» **DATA PROVIDED**:
● ● ● ● ●

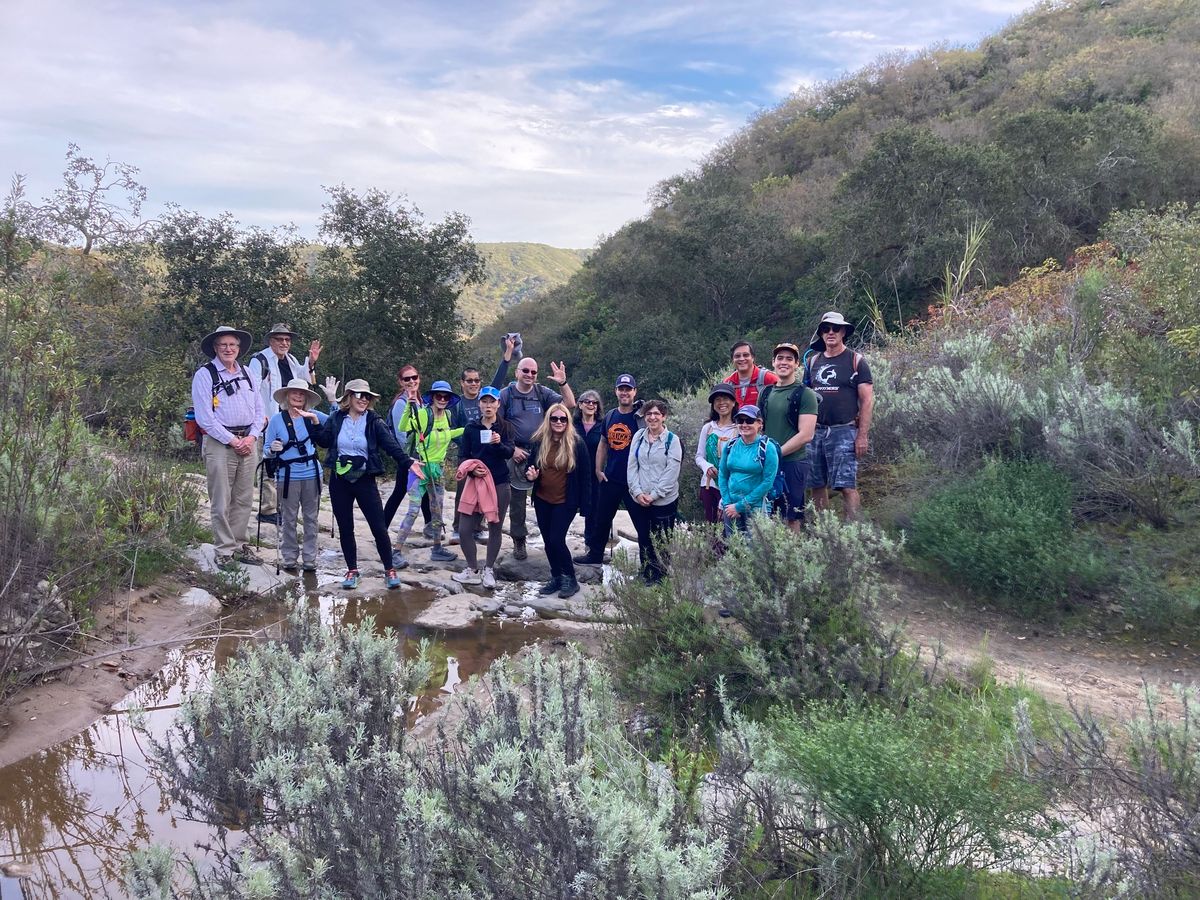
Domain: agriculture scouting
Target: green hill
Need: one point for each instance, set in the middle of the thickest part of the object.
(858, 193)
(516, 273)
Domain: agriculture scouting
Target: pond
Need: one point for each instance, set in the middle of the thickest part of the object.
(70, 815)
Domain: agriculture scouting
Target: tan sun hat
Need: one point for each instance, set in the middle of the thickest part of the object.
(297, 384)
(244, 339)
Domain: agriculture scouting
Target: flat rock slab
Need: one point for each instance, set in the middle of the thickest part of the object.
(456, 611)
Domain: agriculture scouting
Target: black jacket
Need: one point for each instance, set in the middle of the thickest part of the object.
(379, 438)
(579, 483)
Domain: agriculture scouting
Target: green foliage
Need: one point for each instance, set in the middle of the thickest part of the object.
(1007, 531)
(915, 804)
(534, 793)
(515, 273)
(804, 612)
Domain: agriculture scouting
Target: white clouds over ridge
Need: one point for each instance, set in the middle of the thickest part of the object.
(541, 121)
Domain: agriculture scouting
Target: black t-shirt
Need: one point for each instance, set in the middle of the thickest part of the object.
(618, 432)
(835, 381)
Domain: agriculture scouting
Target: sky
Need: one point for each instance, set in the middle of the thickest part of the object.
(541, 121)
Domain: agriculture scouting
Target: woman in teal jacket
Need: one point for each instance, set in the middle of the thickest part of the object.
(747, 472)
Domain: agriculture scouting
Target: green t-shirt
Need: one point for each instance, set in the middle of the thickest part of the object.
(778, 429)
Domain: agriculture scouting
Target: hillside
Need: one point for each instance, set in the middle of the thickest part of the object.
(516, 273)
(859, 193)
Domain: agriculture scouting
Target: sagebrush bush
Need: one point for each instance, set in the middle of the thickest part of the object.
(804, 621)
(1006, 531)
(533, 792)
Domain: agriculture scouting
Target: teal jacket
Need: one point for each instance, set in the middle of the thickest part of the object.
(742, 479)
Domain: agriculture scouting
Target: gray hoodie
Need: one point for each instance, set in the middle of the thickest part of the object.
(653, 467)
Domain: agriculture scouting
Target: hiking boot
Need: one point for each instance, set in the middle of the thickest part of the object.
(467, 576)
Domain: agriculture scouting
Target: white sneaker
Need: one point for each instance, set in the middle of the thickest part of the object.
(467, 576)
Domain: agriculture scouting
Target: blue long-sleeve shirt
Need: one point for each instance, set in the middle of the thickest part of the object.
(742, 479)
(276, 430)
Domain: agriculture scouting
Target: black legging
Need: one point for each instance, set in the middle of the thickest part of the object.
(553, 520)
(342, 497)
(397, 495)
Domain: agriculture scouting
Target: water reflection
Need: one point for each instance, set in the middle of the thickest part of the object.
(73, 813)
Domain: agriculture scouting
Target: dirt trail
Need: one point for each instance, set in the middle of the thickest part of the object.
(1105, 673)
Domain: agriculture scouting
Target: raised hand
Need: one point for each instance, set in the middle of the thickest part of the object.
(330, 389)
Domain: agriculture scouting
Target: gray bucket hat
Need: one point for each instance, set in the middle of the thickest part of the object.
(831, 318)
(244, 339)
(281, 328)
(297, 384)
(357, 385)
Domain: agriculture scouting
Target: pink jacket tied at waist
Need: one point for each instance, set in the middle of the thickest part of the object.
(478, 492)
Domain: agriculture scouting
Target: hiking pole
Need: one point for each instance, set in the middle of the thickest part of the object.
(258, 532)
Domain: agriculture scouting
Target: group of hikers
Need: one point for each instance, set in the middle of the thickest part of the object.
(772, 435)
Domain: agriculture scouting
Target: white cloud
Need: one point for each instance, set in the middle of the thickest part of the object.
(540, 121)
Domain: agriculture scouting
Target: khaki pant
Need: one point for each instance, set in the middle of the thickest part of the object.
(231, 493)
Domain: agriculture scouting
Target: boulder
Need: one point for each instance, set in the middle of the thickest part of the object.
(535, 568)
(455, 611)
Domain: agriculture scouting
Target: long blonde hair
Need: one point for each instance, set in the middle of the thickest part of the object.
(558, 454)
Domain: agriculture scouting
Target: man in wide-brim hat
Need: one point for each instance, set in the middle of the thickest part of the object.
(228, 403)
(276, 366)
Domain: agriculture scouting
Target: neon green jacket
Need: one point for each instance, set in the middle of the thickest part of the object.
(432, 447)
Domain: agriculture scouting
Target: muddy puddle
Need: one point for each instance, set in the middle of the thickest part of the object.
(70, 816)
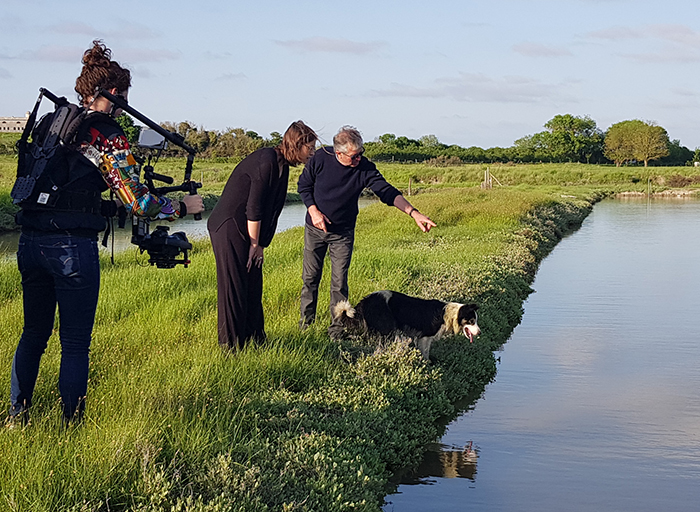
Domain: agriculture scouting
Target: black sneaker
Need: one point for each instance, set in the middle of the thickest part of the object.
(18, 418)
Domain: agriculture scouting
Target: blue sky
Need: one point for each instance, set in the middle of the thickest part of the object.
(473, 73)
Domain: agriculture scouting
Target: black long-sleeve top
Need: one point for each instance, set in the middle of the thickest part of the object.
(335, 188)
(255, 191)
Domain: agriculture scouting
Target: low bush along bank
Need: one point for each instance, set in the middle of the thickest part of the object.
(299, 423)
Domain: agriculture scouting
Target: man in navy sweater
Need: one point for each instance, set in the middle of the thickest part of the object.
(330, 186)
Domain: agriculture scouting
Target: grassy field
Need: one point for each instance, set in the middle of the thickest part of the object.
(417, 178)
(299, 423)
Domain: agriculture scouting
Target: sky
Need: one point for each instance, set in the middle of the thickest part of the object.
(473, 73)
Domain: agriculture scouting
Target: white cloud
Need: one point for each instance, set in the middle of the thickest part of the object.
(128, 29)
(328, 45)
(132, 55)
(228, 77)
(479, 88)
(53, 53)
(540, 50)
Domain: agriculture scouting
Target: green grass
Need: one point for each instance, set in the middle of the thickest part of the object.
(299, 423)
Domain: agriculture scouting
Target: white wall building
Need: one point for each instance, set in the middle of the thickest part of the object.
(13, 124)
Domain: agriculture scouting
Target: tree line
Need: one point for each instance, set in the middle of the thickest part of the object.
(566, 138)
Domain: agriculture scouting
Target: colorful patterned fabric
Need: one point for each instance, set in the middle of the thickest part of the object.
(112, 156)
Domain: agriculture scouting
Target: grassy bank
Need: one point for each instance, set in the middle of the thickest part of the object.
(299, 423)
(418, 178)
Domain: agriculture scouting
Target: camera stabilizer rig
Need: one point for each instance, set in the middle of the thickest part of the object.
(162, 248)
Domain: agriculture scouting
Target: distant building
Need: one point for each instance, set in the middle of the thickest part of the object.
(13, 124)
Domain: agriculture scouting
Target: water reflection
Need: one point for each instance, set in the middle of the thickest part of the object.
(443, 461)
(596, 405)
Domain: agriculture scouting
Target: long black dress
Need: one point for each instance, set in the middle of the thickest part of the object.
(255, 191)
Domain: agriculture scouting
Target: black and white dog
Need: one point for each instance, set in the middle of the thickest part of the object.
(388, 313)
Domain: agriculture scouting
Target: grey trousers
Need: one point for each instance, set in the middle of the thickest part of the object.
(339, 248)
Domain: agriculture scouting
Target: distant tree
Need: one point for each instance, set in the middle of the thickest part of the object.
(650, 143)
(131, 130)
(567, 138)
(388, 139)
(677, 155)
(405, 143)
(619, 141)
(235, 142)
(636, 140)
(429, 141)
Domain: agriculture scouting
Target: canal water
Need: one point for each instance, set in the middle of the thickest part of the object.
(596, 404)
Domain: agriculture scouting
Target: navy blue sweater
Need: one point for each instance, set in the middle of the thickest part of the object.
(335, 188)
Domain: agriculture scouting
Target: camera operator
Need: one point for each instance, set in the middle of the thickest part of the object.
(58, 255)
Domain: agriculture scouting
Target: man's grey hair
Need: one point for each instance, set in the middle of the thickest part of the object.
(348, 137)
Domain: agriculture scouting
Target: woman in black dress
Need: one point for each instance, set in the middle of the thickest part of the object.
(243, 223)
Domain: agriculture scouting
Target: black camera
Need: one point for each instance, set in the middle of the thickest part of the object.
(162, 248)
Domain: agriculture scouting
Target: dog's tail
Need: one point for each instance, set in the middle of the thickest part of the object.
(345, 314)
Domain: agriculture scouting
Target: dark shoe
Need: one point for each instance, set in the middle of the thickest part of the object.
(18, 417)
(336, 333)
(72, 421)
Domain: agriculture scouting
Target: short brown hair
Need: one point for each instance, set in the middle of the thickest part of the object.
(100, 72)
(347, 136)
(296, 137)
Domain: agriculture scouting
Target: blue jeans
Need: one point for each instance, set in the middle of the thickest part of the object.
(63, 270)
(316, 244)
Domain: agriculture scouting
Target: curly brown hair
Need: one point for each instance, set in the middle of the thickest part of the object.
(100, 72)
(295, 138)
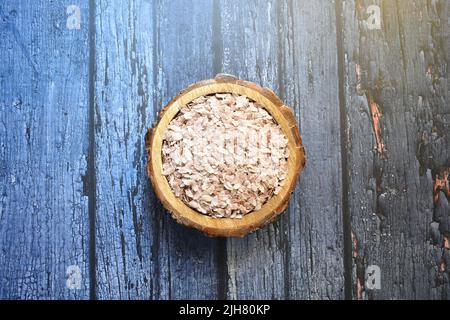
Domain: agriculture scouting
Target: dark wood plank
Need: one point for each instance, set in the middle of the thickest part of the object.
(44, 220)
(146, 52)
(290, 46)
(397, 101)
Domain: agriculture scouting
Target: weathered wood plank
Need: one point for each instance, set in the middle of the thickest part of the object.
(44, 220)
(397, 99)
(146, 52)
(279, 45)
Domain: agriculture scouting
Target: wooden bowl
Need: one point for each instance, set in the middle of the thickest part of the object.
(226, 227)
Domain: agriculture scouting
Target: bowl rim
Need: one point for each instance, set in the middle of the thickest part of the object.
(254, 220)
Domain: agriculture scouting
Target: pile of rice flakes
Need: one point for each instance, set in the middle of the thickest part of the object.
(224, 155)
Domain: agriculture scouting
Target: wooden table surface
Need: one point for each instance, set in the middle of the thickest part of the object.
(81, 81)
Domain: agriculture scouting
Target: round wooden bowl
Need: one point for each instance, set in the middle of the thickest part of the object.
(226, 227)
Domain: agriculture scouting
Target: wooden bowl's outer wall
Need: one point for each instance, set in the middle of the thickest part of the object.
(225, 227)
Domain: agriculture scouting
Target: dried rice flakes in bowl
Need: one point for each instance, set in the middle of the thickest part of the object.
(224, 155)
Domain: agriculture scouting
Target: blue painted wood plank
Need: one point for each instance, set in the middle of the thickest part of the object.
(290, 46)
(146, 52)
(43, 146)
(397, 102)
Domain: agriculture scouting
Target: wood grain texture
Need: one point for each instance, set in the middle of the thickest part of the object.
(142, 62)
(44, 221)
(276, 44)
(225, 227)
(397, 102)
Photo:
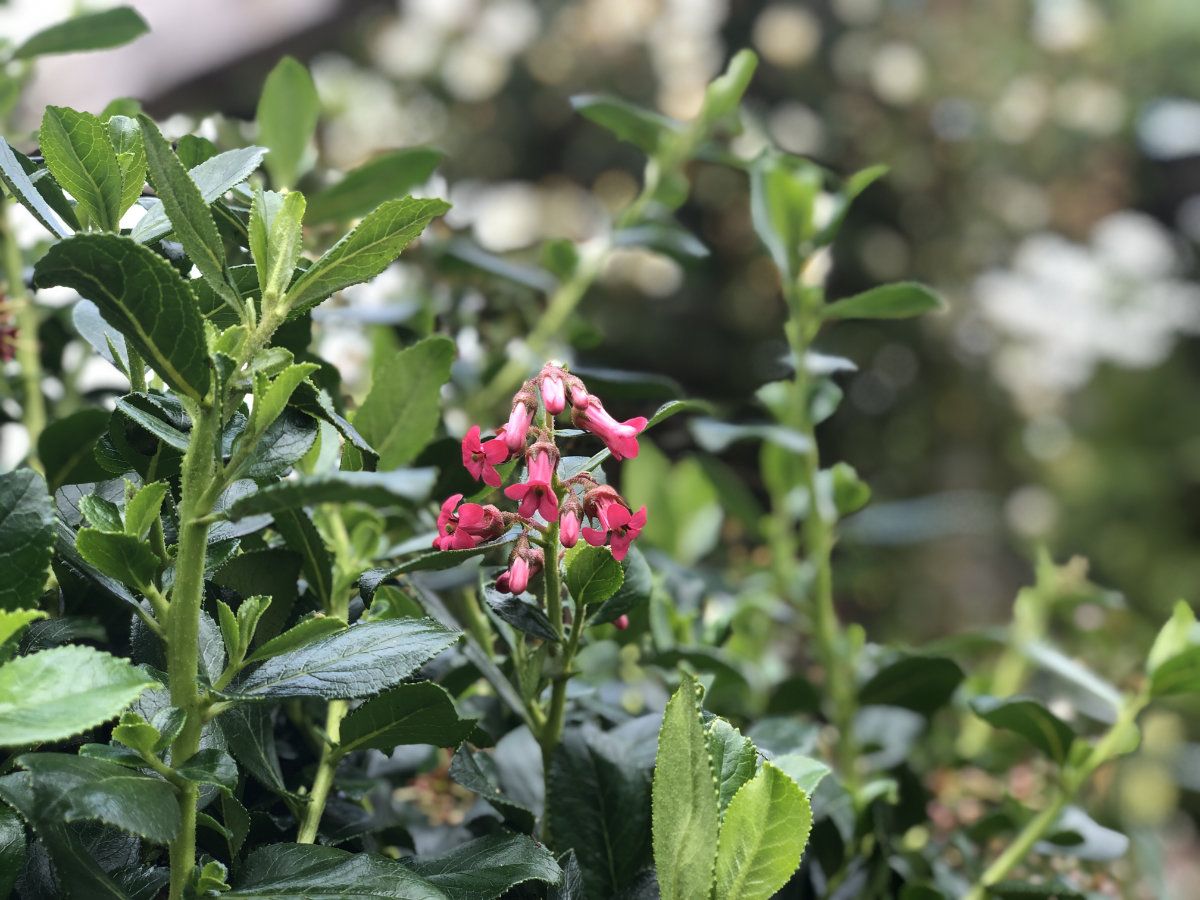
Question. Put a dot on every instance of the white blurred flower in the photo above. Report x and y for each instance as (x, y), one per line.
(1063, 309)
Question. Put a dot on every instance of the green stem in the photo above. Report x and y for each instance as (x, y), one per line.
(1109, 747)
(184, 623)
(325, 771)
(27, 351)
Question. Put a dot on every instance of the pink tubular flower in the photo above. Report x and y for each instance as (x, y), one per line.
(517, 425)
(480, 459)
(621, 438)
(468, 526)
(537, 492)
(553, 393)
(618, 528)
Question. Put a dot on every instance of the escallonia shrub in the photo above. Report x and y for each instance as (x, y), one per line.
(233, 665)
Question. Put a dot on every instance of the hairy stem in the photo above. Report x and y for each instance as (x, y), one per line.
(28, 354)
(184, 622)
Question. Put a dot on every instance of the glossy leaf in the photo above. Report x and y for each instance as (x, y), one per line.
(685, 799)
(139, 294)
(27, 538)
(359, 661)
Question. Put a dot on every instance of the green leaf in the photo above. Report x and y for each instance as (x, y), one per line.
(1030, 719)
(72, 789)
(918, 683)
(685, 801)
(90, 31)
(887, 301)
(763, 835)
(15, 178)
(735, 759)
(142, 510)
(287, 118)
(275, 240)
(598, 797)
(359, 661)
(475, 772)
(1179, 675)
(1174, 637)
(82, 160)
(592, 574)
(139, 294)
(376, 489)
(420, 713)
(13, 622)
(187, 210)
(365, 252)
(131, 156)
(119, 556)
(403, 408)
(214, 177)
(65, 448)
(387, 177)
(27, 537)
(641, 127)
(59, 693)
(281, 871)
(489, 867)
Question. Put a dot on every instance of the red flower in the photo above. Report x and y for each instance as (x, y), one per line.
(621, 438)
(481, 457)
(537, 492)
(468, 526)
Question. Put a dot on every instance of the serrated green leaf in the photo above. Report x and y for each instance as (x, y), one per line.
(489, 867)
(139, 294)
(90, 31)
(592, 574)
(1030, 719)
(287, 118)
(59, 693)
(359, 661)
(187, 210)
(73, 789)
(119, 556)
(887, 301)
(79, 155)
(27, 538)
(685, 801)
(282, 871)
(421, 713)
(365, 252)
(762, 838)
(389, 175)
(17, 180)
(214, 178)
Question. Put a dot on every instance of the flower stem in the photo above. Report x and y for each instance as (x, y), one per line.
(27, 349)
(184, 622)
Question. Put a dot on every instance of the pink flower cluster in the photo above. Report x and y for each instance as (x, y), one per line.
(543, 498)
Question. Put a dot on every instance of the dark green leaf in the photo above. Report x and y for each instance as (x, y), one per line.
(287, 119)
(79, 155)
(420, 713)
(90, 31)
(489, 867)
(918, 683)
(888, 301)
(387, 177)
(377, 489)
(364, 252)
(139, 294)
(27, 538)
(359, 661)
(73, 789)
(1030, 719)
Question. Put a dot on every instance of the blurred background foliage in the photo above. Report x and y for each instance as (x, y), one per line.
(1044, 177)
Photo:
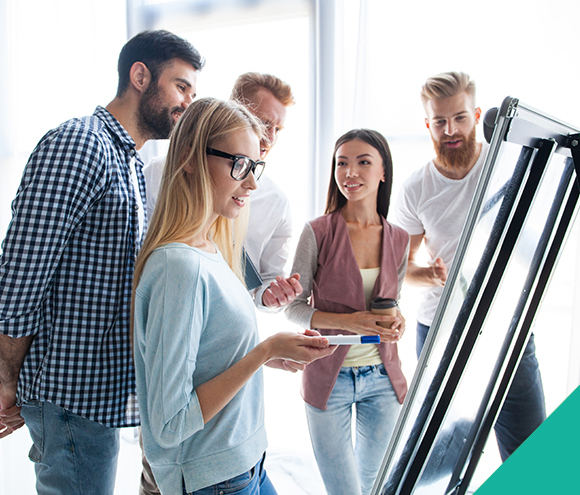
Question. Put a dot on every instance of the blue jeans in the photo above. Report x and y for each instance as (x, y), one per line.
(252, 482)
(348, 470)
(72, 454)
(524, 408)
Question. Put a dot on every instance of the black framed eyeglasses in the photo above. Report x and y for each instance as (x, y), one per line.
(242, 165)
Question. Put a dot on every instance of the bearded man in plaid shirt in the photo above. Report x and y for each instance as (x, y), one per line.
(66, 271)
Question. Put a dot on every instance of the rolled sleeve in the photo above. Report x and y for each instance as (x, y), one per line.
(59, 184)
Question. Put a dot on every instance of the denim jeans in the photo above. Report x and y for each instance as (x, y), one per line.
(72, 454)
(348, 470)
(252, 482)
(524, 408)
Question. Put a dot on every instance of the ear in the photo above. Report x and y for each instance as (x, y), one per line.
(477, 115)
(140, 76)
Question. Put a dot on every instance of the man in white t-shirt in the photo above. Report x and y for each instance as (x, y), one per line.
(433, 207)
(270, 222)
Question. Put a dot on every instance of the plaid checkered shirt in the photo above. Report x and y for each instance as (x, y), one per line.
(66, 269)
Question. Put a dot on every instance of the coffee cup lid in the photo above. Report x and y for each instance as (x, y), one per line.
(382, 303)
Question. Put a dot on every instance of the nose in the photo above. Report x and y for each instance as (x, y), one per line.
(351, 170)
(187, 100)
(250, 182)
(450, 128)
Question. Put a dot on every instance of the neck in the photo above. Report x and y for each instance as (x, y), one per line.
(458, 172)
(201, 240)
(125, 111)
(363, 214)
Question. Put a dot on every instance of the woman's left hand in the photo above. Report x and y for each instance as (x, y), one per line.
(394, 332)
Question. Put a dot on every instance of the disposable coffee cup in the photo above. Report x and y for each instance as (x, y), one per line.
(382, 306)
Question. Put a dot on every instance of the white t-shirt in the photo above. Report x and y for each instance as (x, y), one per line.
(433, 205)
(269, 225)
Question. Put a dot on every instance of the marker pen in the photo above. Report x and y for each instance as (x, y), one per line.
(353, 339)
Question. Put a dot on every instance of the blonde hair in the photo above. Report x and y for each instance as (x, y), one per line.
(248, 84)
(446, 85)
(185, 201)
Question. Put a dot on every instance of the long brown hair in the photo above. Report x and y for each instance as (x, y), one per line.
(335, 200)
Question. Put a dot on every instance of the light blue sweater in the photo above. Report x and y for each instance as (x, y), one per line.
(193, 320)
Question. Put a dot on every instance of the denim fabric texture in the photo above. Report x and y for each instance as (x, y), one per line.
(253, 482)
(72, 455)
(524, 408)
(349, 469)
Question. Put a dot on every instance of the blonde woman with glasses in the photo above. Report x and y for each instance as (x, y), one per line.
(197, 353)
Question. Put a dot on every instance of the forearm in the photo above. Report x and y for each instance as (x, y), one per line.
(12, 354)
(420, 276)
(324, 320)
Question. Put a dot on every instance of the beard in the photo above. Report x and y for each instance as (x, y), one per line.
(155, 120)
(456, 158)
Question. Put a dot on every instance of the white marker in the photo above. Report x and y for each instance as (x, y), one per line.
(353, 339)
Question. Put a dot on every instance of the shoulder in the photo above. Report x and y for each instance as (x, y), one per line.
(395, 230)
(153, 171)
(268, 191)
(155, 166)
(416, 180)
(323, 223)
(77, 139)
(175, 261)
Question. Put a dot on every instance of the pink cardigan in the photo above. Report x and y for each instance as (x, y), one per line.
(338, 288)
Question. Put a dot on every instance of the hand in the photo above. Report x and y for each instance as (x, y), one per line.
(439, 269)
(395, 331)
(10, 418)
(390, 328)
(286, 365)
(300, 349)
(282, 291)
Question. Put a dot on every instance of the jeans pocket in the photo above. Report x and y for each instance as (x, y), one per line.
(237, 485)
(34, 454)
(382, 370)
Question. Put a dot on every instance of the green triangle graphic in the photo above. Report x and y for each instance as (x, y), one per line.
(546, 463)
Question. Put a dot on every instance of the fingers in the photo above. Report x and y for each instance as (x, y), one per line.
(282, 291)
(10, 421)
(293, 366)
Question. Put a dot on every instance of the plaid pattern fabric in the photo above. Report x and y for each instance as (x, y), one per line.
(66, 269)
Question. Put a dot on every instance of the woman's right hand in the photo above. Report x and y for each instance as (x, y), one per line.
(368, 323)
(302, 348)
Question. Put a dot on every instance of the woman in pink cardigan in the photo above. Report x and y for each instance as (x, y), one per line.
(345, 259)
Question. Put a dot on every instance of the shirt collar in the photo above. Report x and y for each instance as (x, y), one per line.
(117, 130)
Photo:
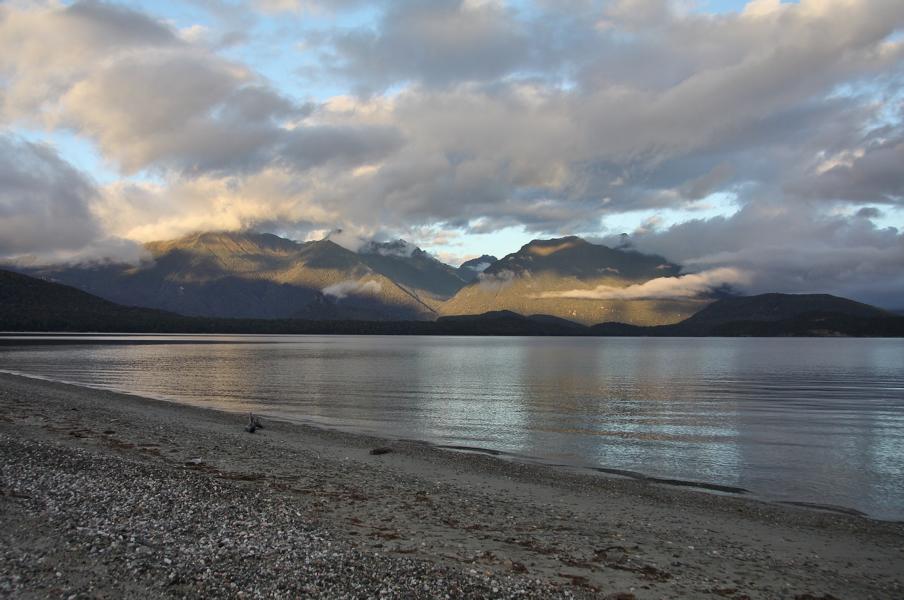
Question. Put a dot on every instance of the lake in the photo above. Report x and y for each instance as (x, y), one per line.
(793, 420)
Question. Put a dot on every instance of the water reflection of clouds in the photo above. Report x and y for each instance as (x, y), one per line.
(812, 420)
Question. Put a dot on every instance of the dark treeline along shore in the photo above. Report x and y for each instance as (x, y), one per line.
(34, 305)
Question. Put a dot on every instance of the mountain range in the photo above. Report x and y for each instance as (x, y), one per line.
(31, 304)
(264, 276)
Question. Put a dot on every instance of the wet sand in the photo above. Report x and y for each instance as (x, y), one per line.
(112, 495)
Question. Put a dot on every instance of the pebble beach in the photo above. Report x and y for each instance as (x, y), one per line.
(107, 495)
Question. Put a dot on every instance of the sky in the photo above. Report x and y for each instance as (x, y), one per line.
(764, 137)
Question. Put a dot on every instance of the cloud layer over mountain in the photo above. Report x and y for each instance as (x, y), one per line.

● ● ● ● ●

» **EXERCISE REQUIREMENTS**:
With pictures omitted, copy exactly the lines from the one containing "Question. Put a dot on every instance of the woman's right" through the final line of the listing, both included.

» **EXERCISE RESULT**:
Question. Put a dot on every instance of the woman's right hand in the photo above. Report x and y for each instance as (x, y), one per line.
(368, 323)
(302, 348)
Question. Put a dot on every instance of the woman in pink cardigan in the photo above. Report x and y for each instance as (x, y), one per line.
(345, 259)
Question. Put a dot on every instance of the shirt collar in the photo above. Report x and y for each instance as (x, y), one per line.
(117, 130)
Photo:
Question. Put a dot on every instance of the lake in the photo above. Report x and y for each instance as (x, y), one per line.
(793, 420)
Question. Put a dot on every instance of the water reflection of clouds in the photo above. Report x and y for each instance as (x, y), one per line.
(812, 420)
Question. Put a dot on every instance of the dark treeline along shore in the photo above. Report x and y for each instance as (x, y), one per line.
(34, 305)
Question. Put a dot on every instance of the mountain range in the photo above. Report x and y for each instance as (x, y), one per line.
(31, 304)
(264, 276)
Question. Put a dot on every instance of the wet sand in the photo above. Report x and y for each instance as (x, y), one per line.
(112, 495)
Question. Put a dot on every instance of the pebble beach in the photo above. Report x and y for each instance as (x, y), one per line.
(107, 495)
Question. Put a dot on every instance of the sky in the photo above. Report x and y for each instance as (x, y), one per line.
(764, 137)
Question. Put a dot on every instance of the cloud layer over mountain in the photo above. Report x and y for each instance as (x, y), one per line.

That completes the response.